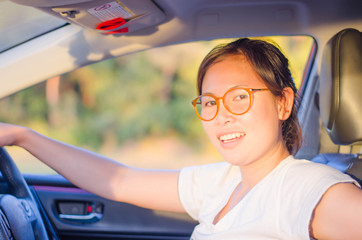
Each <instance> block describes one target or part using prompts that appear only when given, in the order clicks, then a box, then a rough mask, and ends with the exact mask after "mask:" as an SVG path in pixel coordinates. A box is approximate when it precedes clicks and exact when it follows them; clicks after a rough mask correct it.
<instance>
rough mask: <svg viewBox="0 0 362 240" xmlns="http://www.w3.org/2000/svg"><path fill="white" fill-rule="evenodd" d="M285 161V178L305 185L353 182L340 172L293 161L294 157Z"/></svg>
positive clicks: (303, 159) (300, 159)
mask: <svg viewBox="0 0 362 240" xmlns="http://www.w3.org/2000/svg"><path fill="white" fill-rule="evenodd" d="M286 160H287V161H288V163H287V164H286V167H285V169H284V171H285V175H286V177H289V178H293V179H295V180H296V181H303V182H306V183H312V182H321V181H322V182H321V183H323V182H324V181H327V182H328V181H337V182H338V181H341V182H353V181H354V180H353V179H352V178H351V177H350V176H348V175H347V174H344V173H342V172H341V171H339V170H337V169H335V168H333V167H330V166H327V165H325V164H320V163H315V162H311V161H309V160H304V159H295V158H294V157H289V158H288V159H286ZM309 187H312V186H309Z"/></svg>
---
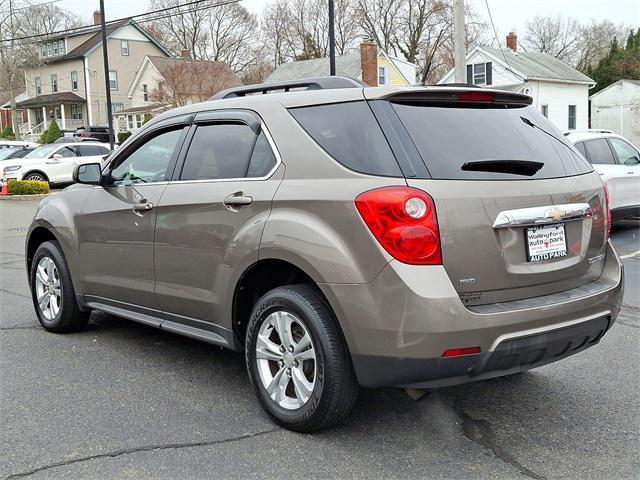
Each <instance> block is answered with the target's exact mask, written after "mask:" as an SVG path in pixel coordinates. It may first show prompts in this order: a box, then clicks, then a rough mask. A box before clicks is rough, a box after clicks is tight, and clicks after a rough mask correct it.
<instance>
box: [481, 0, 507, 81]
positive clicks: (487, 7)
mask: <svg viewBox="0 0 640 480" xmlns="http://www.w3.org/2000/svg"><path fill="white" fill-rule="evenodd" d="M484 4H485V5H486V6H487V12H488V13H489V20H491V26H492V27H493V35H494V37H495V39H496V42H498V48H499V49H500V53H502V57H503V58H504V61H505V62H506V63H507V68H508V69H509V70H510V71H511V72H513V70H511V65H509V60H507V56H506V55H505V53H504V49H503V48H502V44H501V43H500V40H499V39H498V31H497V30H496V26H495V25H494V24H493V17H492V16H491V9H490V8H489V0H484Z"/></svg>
...
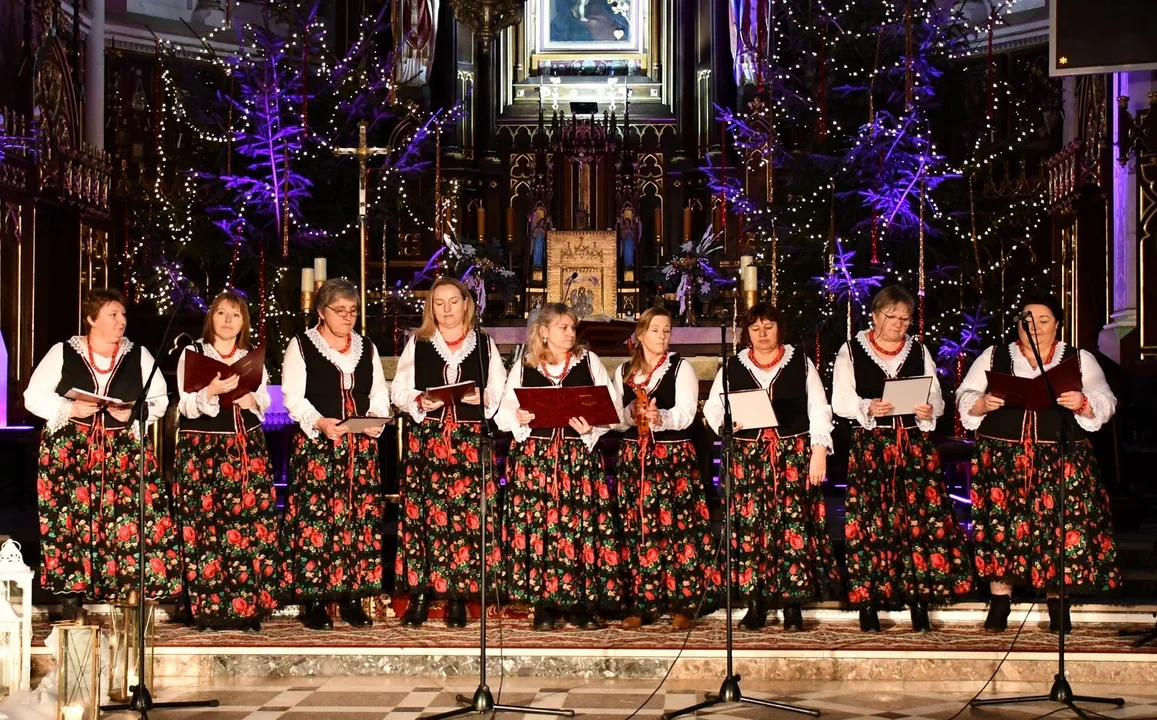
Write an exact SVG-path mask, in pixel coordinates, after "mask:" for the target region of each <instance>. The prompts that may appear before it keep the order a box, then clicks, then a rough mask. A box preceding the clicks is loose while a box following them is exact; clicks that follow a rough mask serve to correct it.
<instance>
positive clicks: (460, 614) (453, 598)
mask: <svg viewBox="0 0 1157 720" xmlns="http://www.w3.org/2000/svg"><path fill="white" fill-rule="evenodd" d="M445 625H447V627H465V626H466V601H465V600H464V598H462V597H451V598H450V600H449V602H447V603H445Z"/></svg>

■ Work item
Everything above from the line containing "Each <instance> block is" down to the line containing "box: [481, 0, 507, 81]" should be copied exactly, both end lines included, and nothing else.

■ Result for this task
Each <instance> block is answered with the target's exact mask, written after "mask:" as an SVG path in pixel coordinates. It may first show prompts in this order: a box, then clicks, then a rough mask. A box before clicks is rough, a box after clicks is tight, and clicks after a rough mask correct it.
<instance>
box: [481, 0, 507, 81]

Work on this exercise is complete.